§ **SOURCE PASSAGE**:
* * *

The fringe festival isn’t about big dollar shows, with lots of spectacle and such. Nope, it’s a festival of raw material. In fact, they will remind you before you show up that there isn’t much room for anything BUT your ideas. The performance spaces are usually small and the technical equipment is limited (and that’s totally okay because HEY! It’s being provided to us artists for practically nothing). So don’t bring a show with a cast of forty, and don’t bring a ginormous set, and don’t try to bring a show that has more than ten lighting cues because- because- well, because… this is a festival to share your ideas and not your production potentials.
Now if you type in Fringe festival into Google, you’ll see San Fransisco, Boulder, DC, Las Vegas, Minnesota, New Orleans, NYC, San Diego, and many other cities all having their own fringe festivals… the point is American Fringe is alive and kicking!
We (America) are apparently valuing this kind of adventurous and spirited celebration of artists coming together to share ideas and beliefs and well… Art. And that’s pretty cool. We seem to be championing the little guy who doesn’t have many opportunities for exposure and platform. We are promoting the idea that big ideas don’t have to have a broadway billing to be profound. And it’s not just the performers who are showing up to this love fest of theatre and performance. No, the audiences are coming and sharing in the experience too. The community is showing up to witness and discuss and question and support and all that. They are participating. And so the proverbial conversation between artist and audience is happening. And that too is pretty awesome.
And now to Salt Lake City, Utah. The next American city to join the ranks of the Fringe festival.
The Great Salt Lake Fringe Festival happened this year. Forty performers, six venues, four days.
And me and my little company were amongst the pioneers at this very first festival. We (TSB) made the four and a half hour drive north, rented a house for the week, and showed up to to be a part of the festival. We brought with us our play (written by co-artistic directer Jesse Nepivoda): ‘A Humanities Cycle’ and in the perfect venue we were provided, we performed our show four times for four lovely audiences and it was good. We saw twelve other shows by other artists and spent the week discussing art and life. All in all it was an amazing experience.
Because I’m not totally self involved I should also mention that forty additional artists also came to Salt Lake City and spent four days doing and sharing and discussing and supporting and all that. And it was good too. (We really enjoyed some of what we saw).
So, here is yet another city to foster and promote performers and artists.
I began this run on sentence to talk about our experience at the festival but I think now my larger point is that this festival is pretty fucking awesome. It’s even a little bit (trying to reign in the hyperbole) profound. But it only works for those who engage in it. It is an offering to those who value theatre and Art and performance (if they’ll take it). It is an opportunity that many of us don’t usually get (if we can even recognize that amongst all our battles).
Yeah. Fringe. Good stuff. You should really check one out if you haven’t already. They happen in the summer (mostly- there are a few that happen in other seasons).
And just for fun…
Orlando has the oldest fringe festival in the US. They started theirs in the 1990’s I think. And Canada (of course- those benevolent and fostering moose people) was the first to start one on our continent.

* * *

§ **SUPPLIED DATA**:
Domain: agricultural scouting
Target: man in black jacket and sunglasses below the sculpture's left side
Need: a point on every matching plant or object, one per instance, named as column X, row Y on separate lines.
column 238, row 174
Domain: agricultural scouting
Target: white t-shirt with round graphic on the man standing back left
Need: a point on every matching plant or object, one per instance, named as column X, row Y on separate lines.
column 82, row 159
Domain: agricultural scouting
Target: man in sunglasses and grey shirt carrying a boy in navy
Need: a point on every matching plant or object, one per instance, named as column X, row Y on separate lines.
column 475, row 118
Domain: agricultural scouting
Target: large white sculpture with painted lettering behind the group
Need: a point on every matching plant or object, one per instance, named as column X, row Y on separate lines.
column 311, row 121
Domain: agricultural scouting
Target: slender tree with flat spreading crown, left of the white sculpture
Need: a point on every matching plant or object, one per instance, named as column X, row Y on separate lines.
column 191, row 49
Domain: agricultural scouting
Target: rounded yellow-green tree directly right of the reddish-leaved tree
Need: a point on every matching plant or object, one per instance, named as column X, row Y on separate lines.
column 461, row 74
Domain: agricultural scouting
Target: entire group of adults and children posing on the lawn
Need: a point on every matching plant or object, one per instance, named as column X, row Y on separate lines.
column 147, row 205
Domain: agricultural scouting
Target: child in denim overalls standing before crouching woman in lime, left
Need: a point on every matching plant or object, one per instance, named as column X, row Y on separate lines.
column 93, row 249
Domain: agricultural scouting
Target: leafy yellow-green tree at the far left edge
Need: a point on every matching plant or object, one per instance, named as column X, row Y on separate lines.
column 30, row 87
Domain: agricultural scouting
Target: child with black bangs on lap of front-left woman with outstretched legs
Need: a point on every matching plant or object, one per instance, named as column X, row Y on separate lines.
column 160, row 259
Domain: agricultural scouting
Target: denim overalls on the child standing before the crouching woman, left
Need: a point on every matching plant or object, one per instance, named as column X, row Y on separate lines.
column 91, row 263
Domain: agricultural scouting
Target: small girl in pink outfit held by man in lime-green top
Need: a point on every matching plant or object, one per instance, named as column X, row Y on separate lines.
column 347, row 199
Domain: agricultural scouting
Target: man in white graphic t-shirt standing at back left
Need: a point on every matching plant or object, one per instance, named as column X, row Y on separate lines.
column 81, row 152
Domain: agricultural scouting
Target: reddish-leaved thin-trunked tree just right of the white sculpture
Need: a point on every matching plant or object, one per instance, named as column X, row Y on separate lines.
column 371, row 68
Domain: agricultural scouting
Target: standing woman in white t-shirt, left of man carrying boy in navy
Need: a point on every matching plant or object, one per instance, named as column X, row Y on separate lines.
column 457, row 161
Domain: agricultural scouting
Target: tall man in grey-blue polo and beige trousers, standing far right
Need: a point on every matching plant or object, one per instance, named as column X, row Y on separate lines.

* * *

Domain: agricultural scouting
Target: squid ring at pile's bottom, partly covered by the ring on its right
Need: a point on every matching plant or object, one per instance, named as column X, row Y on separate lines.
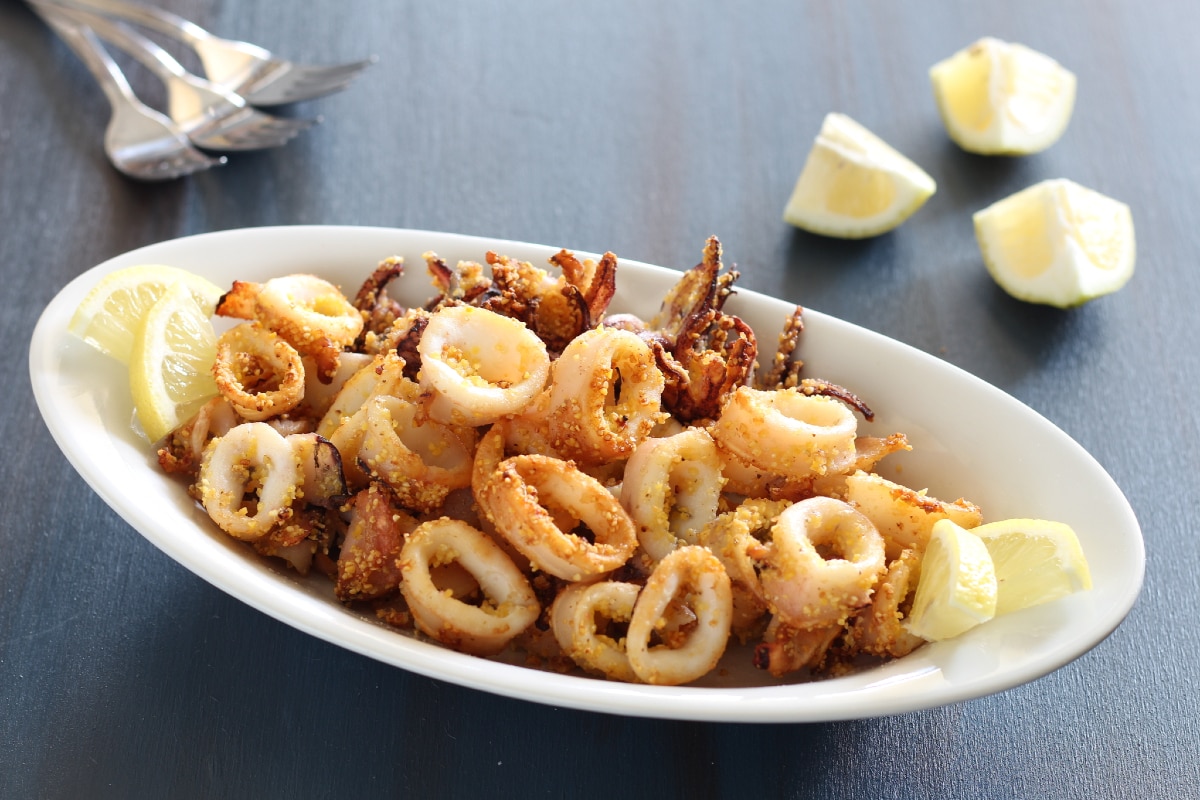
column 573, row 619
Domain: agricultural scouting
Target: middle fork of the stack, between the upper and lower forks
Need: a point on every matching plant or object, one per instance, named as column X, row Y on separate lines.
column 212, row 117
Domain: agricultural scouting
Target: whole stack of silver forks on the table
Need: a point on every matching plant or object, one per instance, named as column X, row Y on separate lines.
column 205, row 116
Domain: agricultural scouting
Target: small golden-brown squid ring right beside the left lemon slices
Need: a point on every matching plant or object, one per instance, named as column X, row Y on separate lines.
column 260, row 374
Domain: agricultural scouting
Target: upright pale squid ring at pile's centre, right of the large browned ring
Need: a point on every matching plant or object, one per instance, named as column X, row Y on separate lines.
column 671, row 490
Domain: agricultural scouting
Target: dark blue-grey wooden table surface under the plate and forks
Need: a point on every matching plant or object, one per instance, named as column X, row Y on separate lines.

* * *

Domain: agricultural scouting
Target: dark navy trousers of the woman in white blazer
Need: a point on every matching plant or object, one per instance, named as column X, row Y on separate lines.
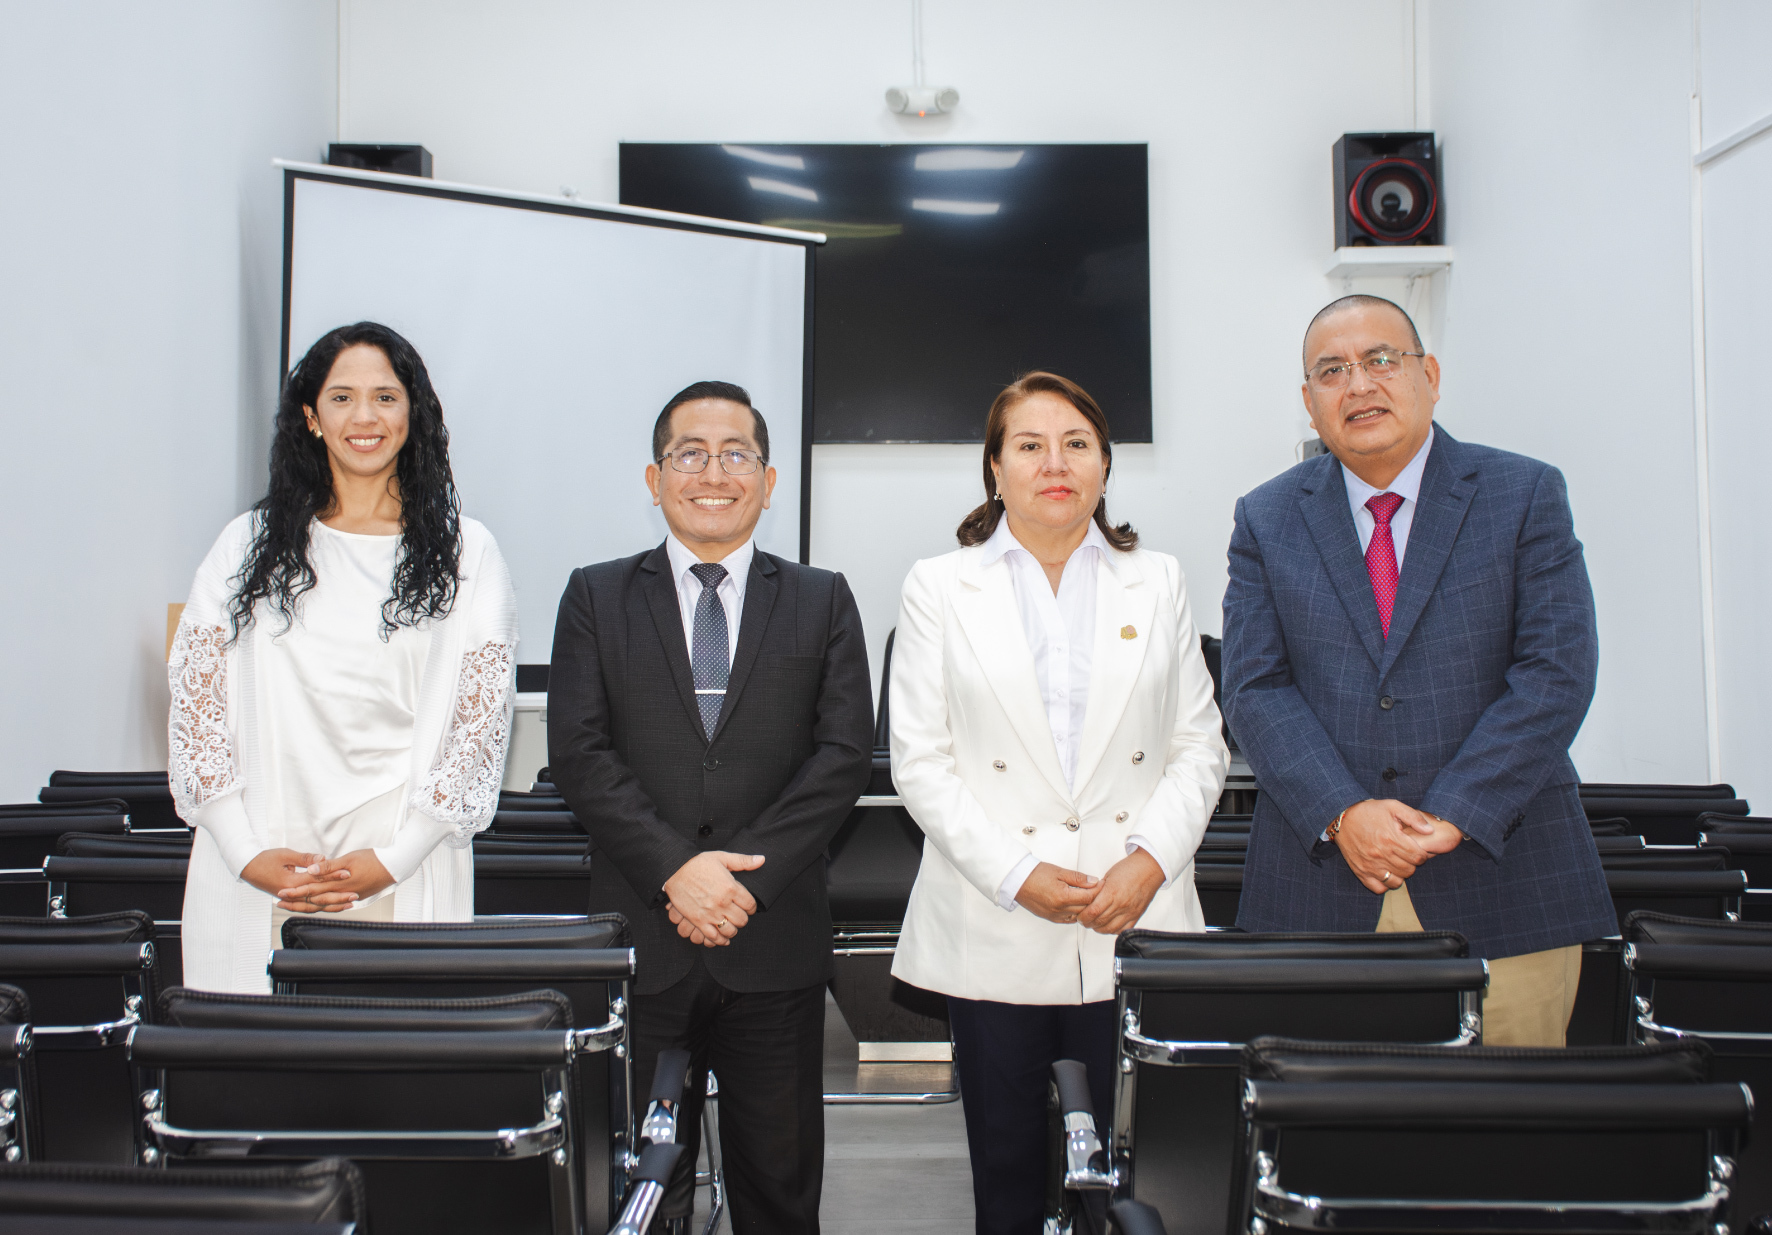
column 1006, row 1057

* * *

§ **WORK ITEM**:
Answer these questions from the passage about fringe festivals.
(a) How many venues did the Great Salt Lake Fringe Festival have?
(b) How many times did the company perform "A Humanities Cycle" at the festival?
(c) Which country was the first on the continent to start a fringe festival?

§ **SOLUTION**:
(a) Six
(b) Four times
(c) Canada